WORK TO BE COMPLETED:
Extract, verbatim, all lines starting at the one containing "Task: identify the green louvered" and ending with the final line of the listing, and no others.

MATERIAL FOR THIS TASK:
— BEGIN —

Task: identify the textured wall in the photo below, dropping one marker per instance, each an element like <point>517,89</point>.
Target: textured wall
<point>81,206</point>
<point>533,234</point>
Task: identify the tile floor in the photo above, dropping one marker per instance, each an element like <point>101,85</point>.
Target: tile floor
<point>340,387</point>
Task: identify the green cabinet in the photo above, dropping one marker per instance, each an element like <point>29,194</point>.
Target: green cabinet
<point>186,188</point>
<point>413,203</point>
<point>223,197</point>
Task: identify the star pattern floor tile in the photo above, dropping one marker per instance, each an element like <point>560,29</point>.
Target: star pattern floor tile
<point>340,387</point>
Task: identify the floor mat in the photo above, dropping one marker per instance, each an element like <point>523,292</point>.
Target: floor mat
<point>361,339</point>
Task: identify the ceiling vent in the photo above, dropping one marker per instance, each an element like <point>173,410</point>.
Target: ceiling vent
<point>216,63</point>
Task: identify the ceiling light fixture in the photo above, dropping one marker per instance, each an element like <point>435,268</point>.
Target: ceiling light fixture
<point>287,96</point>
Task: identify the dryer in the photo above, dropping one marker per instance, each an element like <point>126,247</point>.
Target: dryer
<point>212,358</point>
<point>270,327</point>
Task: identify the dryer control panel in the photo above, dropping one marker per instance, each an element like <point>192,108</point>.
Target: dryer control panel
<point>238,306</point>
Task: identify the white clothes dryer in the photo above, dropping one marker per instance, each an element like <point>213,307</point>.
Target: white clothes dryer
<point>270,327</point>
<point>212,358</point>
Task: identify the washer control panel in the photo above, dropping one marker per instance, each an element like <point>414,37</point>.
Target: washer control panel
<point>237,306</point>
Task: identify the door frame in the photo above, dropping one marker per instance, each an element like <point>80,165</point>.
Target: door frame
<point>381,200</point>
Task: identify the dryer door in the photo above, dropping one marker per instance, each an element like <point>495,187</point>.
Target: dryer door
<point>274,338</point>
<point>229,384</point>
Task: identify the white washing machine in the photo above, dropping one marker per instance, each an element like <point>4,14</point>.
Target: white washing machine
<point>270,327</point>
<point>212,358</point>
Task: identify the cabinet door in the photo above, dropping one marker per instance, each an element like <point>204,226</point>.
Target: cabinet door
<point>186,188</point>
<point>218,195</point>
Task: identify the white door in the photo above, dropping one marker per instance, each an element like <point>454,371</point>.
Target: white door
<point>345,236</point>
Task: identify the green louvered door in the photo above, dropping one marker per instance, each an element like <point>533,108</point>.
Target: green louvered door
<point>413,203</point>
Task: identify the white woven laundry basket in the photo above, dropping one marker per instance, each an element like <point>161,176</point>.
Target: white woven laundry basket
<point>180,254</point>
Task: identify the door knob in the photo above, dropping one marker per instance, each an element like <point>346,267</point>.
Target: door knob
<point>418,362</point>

— END —

THE RESPONSE:
Task: identify the green louvered door in the photo above, dropping one marker per instance, each an element like <point>533,108</point>.
Target: green louvered door
<point>413,203</point>
Task: identify the white woven laundry basket in the photo above, dropping one marker per instance, each an element like <point>161,176</point>.
Target: white woven laundry basket
<point>180,254</point>
Task: identify the door knob in the photo above, dropping one marker per instance, each an element like <point>346,267</point>.
Target: door knob
<point>418,362</point>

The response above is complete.